**TRY IT**
Starting with the line that contains "Q: Point out every instance of the mug" and stopping after the line that contains "Q: Point out every instance of the khaki", return each line below exactly as written, with no others.

**DATASET ENTRIES**
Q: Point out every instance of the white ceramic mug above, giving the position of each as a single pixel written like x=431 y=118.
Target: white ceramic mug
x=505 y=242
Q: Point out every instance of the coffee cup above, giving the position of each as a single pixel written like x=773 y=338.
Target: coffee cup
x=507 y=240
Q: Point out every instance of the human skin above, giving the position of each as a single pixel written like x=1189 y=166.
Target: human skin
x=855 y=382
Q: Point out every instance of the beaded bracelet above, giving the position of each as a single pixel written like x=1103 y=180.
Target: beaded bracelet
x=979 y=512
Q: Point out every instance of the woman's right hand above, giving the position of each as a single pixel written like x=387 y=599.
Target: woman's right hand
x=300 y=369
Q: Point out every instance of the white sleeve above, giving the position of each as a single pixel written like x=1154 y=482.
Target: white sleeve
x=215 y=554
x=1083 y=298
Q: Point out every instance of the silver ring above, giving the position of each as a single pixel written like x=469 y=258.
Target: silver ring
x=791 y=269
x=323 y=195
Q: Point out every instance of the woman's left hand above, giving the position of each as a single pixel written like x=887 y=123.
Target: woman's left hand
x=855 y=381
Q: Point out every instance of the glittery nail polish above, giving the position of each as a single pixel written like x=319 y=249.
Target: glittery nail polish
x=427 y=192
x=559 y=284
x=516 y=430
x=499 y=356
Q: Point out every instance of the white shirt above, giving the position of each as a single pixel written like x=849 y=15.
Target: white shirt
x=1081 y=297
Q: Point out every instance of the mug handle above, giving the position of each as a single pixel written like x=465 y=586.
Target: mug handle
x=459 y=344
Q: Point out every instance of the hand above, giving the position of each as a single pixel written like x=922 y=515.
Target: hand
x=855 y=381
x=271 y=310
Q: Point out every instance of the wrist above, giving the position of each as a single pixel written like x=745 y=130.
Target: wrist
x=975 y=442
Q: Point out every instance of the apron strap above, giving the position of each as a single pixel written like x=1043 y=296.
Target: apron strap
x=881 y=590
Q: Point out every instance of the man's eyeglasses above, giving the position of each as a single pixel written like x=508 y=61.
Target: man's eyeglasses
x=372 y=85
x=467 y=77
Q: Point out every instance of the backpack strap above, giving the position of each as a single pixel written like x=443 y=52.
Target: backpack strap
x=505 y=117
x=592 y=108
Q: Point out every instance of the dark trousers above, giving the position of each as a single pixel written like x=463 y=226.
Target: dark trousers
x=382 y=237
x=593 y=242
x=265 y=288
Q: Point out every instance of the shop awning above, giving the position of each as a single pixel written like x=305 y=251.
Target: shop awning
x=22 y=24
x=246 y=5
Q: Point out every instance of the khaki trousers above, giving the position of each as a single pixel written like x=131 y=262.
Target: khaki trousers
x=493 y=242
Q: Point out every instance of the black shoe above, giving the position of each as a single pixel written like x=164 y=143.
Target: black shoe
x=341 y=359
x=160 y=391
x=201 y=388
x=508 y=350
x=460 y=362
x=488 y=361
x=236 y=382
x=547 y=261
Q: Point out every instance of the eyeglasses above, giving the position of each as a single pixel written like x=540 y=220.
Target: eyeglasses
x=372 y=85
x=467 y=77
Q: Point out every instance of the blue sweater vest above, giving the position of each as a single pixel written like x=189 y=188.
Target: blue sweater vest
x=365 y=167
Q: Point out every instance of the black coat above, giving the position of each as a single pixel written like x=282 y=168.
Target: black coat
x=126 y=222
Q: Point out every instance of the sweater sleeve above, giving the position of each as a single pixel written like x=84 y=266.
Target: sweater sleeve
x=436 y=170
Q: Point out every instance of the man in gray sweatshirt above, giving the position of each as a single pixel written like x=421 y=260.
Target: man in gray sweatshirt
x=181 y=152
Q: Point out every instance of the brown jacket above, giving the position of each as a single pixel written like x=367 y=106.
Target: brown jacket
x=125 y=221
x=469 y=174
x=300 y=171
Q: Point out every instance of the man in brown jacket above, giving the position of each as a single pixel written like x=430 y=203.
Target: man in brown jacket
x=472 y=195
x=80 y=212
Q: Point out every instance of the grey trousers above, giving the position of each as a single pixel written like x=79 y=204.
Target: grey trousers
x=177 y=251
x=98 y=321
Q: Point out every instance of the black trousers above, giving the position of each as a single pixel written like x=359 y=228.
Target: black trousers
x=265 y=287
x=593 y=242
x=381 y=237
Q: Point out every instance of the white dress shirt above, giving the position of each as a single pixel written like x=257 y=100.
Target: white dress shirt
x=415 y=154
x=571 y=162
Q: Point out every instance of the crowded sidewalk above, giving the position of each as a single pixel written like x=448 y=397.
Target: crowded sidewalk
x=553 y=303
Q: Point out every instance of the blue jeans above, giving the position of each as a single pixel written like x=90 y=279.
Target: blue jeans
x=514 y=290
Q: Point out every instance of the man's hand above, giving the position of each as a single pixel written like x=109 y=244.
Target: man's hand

**YOUR RESPONSE**
Q: Point out every instance of the mug handle above, giving the position of each as a single pixel written like x=465 y=586.
Target: mug handle
x=459 y=344
Q: Point out every instance of the hand above, giving the position of each as a single pixel written like x=922 y=515.
Target: hand
x=855 y=381
x=271 y=310
Q: Point out every instance of the wrist above, giving the position of each as a single pixel written like x=745 y=130.
Target: wrist
x=975 y=442
Q: Point out every instance of the apron strap above, giving the position of each as a single pixel written like x=1043 y=296.
Target: apron strap
x=881 y=590
Q: Point out every instance of the man's eyeglasses above, giving the position of each as a single pixel written like x=508 y=61.
Target: man's eyeglasses
x=372 y=85
x=467 y=77
Q: Point out every instance of the backpack strap above, giving the position of each as a single pixel written like x=443 y=52.
Target: backpack strap
x=505 y=117
x=592 y=108
Q: Point out every instance of the dark trousers above, giving the position of each as a single pixel written like x=463 y=226.
Target: dark trousers
x=382 y=237
x=593 y=242
x=265 y=288
Q: Point out every instance of the shop awning above, giving the position of each as a single pixel written like x=305 y=251.
Target: shop awning
x=22 y=24
x=246 y=5
Q: Point out every instance of the khaki trousers above, giving the position of each as a single pixel written like x=131 y=262.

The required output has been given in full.